[Provided passage]
=== Section Start ===
Complex regional pain syndrome (CRPS) is already painful in itself. The case, however, is more painful when you know you could’ve avoided it if the doctor only listened to you.
It’s the same old story: the pain is enough proof that something’s not right. You visit the doctor countless times, hoping for relief or a solution to your condition. But instead of offering a cure, they shake their heads and say, “It’s only in your head.”
Meanwhile, the pain becomes more unbearable. In serious cases, it results in life-threatening issues — all because the doctor insisted the pain was just a figment of your imagination.
CRPS Denial and Misdiagnosis: What Gives?
According to some of Los Angeles’ expert CRPS attorneys, medical denial or misdiagnosis occurs due to poor understanding of the condition. Different patients come with different degrees of pain and symptoms; some of the CRPS claims, doctors say, are psychosomatic in nature.
In some cases, doctors hesitate to prescribe treatment for pain they cannot “see.” This results from the fact that many in the medical community remain clueless about CRPS. Denial also happens when the doctor refuses to believe their surgery triggered the nightmare.
Whatever the scenario is, a number of patients suffer from the pain of CRPS without receiving treatment because their doctors insist it’s just in their head.
That should not be the case.
Determining Your Case
The law is very clear with CRPS cases: if the patient develops the condition due to the negligence of medical professionals, they can file a CRPS lawsuit. When the doctor refuses to treat you due to psychosomatic or other unreasonable claims, which results in the severity of your pain, their actions immediately fall under misdiagnosis.
Proving medical negligence may be difficult; one of the best ways to gain the odds is by comparing the defendant to other medical professionals of similar specialization. It’s all about proving that your CRPS incident worsened due to the doctor’s misdiagnosis.
Also, hiring a CRPS lawyer gets you through the nitty-gritty aspects of the case. Don’t just hire any attorney — hire someone who completely understands your case.
When it comes to CRPS, it’s never “just in your head.” Rather than regret it in the end, always ask a second (or more) opinion from other doctors.
=== Section End ===
[Work request 1]
Answer these questions from the CRPS article.
(a) According to the article, who says that medical denial or misdiagnosis occurs due to poor understanding of the condition?
(b) What can a patient file if they develop CRPS because of the negligence of medical professionals?
(c) What does the article say to always ask for from other doctors?
[Work request 2] From the CRPS article, output the stretch from "Also, hiring a" through "from other doctors.", copied exactly.

[Given data]
=== Section Start ===
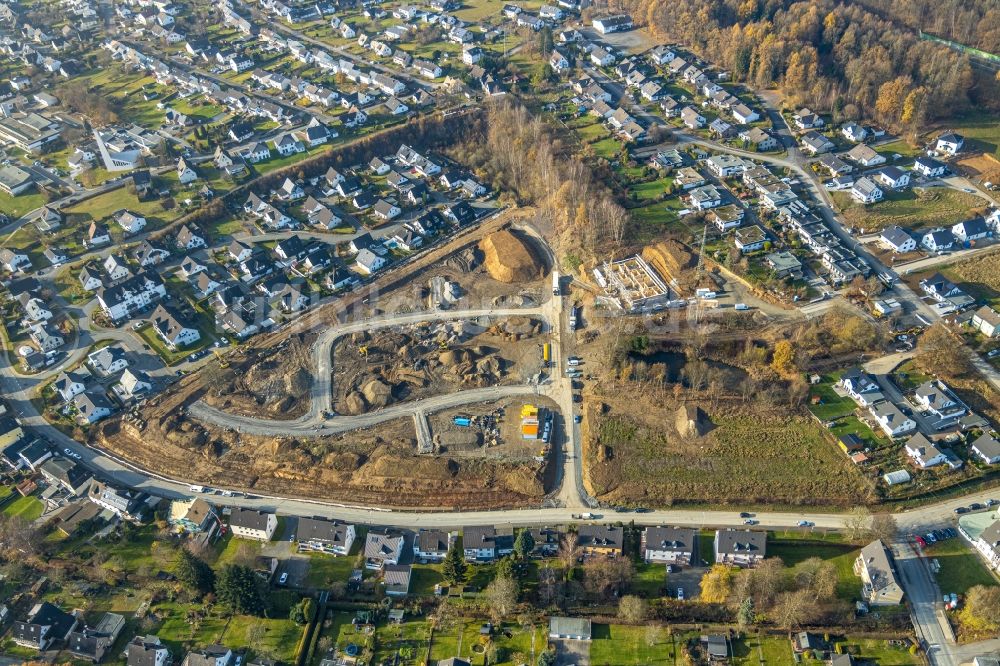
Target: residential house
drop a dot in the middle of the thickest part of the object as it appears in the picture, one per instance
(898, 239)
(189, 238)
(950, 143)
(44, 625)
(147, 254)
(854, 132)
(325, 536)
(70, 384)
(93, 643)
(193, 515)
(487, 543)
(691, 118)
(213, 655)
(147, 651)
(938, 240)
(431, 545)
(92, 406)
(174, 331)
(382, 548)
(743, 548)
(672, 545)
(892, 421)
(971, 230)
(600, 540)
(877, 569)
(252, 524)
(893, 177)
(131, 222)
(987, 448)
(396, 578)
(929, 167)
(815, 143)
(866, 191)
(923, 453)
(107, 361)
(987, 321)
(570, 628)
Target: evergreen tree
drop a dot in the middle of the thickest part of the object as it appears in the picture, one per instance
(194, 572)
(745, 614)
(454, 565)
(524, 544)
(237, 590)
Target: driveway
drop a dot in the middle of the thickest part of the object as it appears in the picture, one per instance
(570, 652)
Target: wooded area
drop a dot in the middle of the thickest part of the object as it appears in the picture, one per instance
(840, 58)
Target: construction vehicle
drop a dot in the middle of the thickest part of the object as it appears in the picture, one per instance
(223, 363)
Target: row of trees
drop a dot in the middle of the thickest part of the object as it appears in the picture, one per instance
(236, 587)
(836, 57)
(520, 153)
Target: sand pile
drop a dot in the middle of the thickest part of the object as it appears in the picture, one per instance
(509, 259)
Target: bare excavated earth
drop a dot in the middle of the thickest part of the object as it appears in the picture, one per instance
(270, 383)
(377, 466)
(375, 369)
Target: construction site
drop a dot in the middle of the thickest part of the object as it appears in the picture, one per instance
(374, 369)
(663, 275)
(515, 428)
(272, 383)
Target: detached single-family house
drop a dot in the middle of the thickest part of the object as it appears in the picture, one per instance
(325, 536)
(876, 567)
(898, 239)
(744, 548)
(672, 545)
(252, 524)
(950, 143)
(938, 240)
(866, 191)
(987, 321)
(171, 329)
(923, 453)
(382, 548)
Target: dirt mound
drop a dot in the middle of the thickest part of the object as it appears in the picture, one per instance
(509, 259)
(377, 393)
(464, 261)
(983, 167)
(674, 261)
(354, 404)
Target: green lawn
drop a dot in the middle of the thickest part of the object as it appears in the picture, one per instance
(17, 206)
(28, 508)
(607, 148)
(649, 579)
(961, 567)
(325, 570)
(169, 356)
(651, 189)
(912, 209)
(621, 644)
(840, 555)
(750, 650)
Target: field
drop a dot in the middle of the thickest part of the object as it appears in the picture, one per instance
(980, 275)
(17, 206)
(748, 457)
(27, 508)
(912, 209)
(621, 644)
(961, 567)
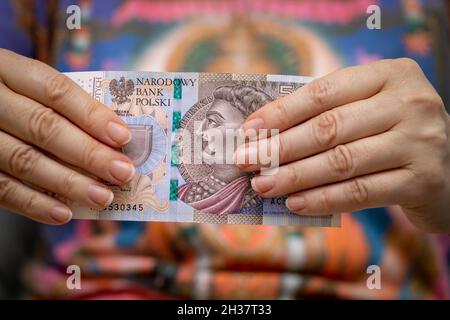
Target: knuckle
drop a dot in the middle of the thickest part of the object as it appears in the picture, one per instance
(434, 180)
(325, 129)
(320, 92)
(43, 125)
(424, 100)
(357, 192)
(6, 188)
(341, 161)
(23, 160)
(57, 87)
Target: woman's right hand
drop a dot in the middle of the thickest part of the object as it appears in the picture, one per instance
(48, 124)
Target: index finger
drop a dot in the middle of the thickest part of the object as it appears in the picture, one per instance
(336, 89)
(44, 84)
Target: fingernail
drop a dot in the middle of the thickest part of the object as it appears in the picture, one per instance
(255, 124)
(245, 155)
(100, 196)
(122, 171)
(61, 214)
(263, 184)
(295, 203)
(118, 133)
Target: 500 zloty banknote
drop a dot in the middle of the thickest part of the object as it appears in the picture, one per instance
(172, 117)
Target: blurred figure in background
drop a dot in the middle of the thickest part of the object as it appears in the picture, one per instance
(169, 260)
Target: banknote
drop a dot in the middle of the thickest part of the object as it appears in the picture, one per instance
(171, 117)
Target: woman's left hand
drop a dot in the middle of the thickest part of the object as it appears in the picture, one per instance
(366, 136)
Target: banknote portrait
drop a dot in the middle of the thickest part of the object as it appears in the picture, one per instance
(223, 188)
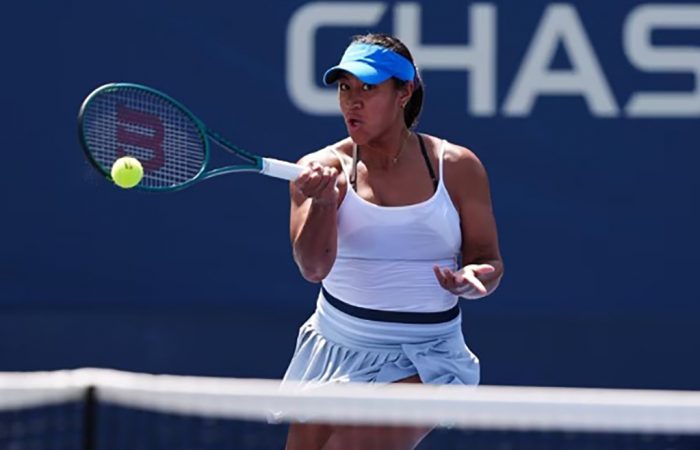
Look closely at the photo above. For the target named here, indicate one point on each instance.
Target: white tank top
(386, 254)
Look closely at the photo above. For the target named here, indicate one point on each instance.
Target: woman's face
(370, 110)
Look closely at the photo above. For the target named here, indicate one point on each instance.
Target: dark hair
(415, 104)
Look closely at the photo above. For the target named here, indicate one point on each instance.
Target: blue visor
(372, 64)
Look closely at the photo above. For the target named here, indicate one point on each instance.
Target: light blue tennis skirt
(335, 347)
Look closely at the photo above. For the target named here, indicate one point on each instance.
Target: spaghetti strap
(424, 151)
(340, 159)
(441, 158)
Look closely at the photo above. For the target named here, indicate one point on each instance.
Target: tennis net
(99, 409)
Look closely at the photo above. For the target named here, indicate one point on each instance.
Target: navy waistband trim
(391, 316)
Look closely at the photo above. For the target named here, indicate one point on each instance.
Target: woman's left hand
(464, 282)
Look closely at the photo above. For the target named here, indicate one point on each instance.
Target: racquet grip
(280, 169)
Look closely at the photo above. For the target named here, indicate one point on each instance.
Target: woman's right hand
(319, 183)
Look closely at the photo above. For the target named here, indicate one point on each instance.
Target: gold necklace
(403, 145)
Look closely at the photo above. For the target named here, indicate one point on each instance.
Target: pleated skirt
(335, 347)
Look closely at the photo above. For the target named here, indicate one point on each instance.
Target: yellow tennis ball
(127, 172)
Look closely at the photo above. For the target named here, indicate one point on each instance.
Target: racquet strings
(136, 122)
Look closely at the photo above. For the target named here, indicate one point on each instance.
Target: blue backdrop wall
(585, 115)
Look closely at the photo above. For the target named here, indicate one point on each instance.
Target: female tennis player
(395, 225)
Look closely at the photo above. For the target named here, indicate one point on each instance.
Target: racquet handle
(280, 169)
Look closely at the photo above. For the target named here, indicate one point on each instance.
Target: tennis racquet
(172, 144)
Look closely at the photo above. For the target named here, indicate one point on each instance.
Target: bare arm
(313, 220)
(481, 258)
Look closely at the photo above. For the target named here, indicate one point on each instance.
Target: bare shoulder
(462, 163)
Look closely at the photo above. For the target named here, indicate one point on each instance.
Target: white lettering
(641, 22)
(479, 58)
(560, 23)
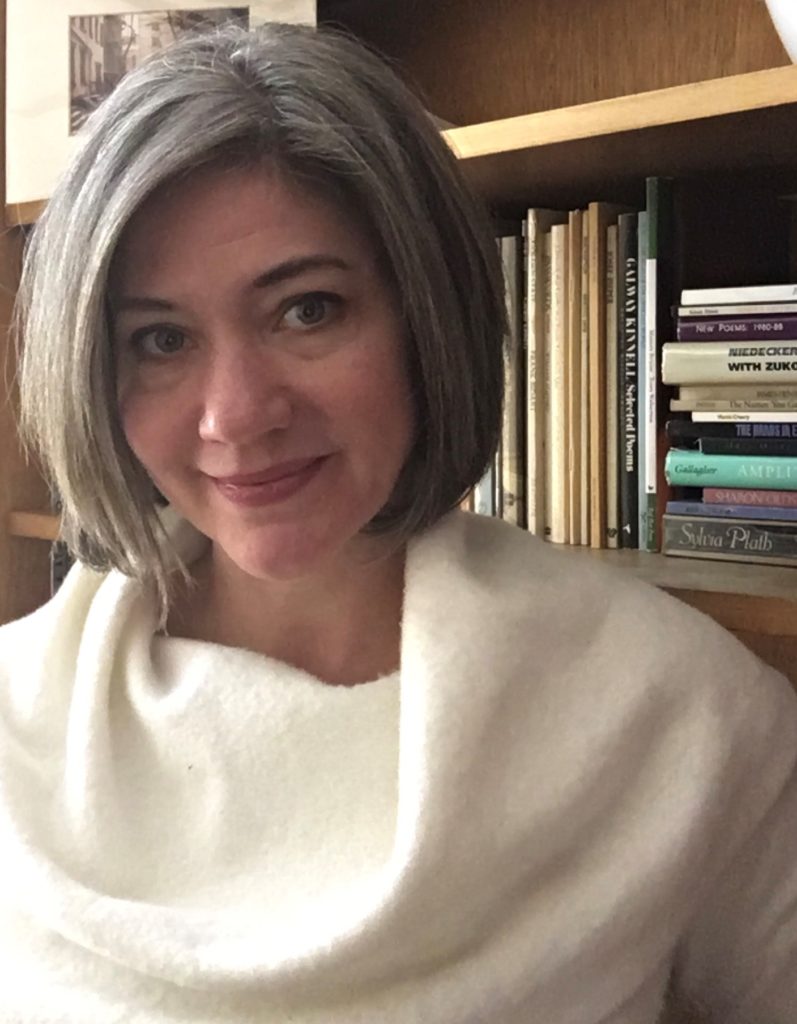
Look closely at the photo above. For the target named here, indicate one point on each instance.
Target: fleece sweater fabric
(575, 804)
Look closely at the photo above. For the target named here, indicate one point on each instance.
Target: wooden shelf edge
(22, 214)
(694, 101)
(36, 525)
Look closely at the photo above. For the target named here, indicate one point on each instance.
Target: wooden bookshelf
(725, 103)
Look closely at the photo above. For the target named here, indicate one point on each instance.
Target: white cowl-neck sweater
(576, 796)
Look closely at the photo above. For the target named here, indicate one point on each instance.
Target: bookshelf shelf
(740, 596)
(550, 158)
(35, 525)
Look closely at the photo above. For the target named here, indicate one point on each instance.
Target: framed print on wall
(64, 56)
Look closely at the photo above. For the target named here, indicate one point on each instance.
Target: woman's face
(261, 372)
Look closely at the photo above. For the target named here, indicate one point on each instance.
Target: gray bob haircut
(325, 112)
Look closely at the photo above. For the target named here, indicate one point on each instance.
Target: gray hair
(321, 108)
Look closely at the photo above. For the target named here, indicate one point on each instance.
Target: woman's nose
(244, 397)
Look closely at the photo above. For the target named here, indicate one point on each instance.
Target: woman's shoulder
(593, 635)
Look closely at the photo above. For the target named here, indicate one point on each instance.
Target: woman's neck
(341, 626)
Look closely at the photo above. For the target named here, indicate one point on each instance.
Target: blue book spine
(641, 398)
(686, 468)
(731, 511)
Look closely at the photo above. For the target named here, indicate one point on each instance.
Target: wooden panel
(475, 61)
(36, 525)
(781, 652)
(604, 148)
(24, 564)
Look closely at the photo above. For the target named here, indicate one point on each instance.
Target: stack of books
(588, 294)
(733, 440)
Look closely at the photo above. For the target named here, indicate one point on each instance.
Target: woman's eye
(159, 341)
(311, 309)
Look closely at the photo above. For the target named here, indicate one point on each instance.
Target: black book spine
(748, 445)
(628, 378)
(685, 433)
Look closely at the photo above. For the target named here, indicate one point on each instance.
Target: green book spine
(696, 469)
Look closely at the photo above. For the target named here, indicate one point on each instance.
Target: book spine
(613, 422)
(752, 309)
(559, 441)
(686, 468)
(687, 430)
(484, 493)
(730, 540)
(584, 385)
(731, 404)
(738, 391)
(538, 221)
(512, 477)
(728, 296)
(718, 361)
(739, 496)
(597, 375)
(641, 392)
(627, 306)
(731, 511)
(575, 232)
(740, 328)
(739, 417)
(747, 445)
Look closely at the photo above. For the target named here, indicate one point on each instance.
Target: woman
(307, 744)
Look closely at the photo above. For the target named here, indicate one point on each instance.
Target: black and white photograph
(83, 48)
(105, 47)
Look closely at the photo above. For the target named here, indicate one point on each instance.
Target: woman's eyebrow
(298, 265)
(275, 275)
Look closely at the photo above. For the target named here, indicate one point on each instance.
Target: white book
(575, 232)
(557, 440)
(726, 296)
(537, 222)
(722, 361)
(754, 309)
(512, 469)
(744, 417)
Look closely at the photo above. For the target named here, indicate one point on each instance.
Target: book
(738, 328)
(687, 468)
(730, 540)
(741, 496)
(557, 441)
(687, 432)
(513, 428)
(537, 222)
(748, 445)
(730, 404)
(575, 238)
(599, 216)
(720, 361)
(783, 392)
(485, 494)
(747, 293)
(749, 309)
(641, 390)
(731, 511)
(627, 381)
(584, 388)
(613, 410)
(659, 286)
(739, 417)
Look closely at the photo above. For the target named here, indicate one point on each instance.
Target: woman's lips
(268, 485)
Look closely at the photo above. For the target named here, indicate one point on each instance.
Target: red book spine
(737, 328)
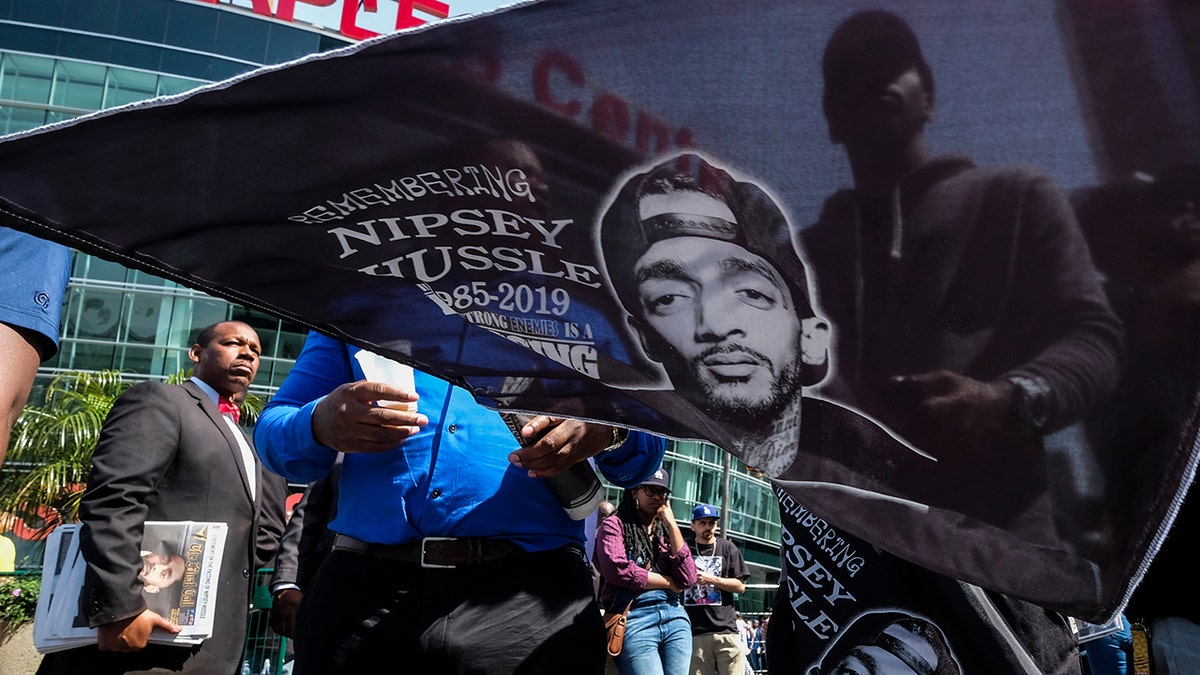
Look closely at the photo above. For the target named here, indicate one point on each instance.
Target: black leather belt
=== Section End ===
[Reply 1]
(a) Some of Los Angeles' expert CRPS attorneys.
(b) A CRPS lawsuit.
(c) A second (or more) opinion.

[Reply 2]
Also, hiring a CRPS lawyer gets you through the nitty-gritty aspects of the case. Don’t just hire any attorney — hire someone who completely understands your case.
When it comes to CRPS, it’s never “just in your head.” Rather than regret it in the end, always ask a second (or more) opinion from other doctors.